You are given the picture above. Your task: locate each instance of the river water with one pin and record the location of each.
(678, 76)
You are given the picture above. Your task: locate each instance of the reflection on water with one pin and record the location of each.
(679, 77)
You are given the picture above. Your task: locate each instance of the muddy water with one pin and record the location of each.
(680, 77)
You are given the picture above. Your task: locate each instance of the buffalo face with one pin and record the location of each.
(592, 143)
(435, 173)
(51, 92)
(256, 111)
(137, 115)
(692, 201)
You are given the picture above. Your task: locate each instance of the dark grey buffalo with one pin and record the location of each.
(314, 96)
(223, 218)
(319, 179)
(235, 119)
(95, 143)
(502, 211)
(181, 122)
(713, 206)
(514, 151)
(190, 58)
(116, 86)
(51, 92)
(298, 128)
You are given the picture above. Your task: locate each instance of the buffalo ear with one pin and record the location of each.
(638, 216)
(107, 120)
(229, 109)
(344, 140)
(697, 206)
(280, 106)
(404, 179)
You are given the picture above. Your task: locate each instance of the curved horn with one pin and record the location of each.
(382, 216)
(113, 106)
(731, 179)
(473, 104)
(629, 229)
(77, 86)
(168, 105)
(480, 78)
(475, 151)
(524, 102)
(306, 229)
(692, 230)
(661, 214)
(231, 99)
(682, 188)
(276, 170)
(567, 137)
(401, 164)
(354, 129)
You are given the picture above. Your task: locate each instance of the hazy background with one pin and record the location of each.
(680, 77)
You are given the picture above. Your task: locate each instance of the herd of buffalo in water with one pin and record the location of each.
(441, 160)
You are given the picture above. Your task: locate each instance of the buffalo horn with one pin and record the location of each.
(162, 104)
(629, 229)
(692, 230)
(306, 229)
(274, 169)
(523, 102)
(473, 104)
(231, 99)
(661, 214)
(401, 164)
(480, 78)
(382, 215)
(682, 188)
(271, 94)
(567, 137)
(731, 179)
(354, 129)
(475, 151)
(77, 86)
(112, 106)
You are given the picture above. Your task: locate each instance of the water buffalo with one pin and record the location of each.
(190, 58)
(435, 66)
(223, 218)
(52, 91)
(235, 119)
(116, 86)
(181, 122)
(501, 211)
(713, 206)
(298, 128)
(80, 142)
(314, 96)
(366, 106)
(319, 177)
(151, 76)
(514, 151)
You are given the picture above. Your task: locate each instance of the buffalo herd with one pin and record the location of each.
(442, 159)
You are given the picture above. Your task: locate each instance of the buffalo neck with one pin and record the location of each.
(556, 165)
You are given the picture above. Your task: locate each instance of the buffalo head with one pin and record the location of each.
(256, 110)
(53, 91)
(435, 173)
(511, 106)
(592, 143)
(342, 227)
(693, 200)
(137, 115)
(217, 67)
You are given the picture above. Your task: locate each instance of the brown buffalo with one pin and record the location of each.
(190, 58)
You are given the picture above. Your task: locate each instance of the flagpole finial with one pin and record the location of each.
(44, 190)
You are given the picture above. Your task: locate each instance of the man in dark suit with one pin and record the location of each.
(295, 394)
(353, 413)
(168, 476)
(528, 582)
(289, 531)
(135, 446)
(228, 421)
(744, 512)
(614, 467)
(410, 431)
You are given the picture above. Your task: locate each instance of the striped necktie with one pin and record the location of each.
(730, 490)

|---|

# [Required work]
Write the whole listing out again. Keep every line exactly as it is.

# [Solved exercise]
You are given the picture above. Your task: locate each instance of the river water with one pin and record the location of each.
(678, 76)
You are given the picture above. Your task: locate each instance of the reflection on water with one pin and record the location of each.
(679, 77)
You are given the picture above. Your task: locate each instance of the muddy water with one pin and record the location of each.
(680, 77)
You are given the picture above. Your task: locate each instance of the buffalo face with one pin and record the location of each.
(592, 143)
(435, 173)
(51, 92)
(256, 111)
(137, 115)
(692, 201)
You are given the picture above. Your task: locate each instance of the dark grey buffalo with one pin and record the location of each.
(314, 96)
(223, 218)
(319, 179)
(235, 119)
(95, 143)
(502, 211)
(181, 122)
(713, 206)
(514, 151)
(190, 58)
(116, 86)
(51, 92)
(298, 128)
You are given the picture above. Your task: locate each instance of the buffalo ear with one pin and record the location of each.
(638, 216)
(107, 120)
(229, 109)
(344, 140)
(697, 206)
(280, 106)
(404, 179)
You are given the picture above. Your task: locate each instance of the curved horn with one pin and record the location of each.
(382, 216)
(113, 106)
(731, 179)
(473, 104)
(629, 229)
(77, 86)
(168, 105)
(480, 78)
(475, 151)
(524, 102)
(306, 229)
(692, 230)
(661, 214)
(231, 99)
(682, 188)
(276, 170)
(567, 137)
(401, 164)
(354, 129)
You are given the picture above. Your task: locate each instance of the hazy background with one pin and record the location of each.
(680, 77)
You are given the picture above. Your task: locate each instance of the herd of buffalo in water with one pin and record the location of each.
(441, 160)
You are given the picture above. Your task: locate each instance of the buffalo horn with one pin and record the location of each.
(162, 104)
(629, 229)
(692, 230)
(306, 229)
(274, 169)
(523, 102)
(473, 104)
(231, 99)
(661, 214)
(401, 164)
(480, 78)
(382, 215)
(682, 188)
(271, 94)
(567, 137)
(731, 179)
(354, 129)
(475, 151)
(77, 86)
(112, 106)
You are given the picture above. Your task: locate each instance of the water buffalo with one pin and record the location of each.
(190, 58)
(435, 66)
(223, 218)
(52, 91)
(235, 119)
(116, 86)
(181, 122)
(501, 211)
(713, 206)
(298, 128)
(80, 142)
(314, 96)
(366, 106)
(319, 177)
(151, 76)
(514, 151)
You are given the picture above. Your task: locate each instance of the buffalo herd with one pin and record the location of each.
(442, 159)
You are given the picture above. Your task: locate each instance of the buffalo neck with one pin and record the location of each.
(556, 165)
You are given the picture above. Your task: locate each instance of the buffalo head with one pin and record the location of each.
(256, 110)
(53, 91)
(435, 173)
(511, 106)
(592, 143)
(342, 227)
(693, 200)
(137, 115)
(217, 67)
You are given the picture above. Your task: locate each instance of the brown buffalo with one pin and record the location of each.
(190, 58)
You are given the picture above. Your task: locate each instance of the flagpole finial with one pin and record the location of each.
(44, 190)
You are given the picture above. Your task: locate each instance of the man in dark suit with one pin and record the location of each.
(295, 394)
(353, 413)
(168, 476)
(528, 582)
(289, 531)
(135, 446)
(228, 421)
(744, 512)
(614, 467)
(410, 431)
You are given the picture above. Your task: locate each instance of the striped necktie with one pin and record the location of each.
(730, 490)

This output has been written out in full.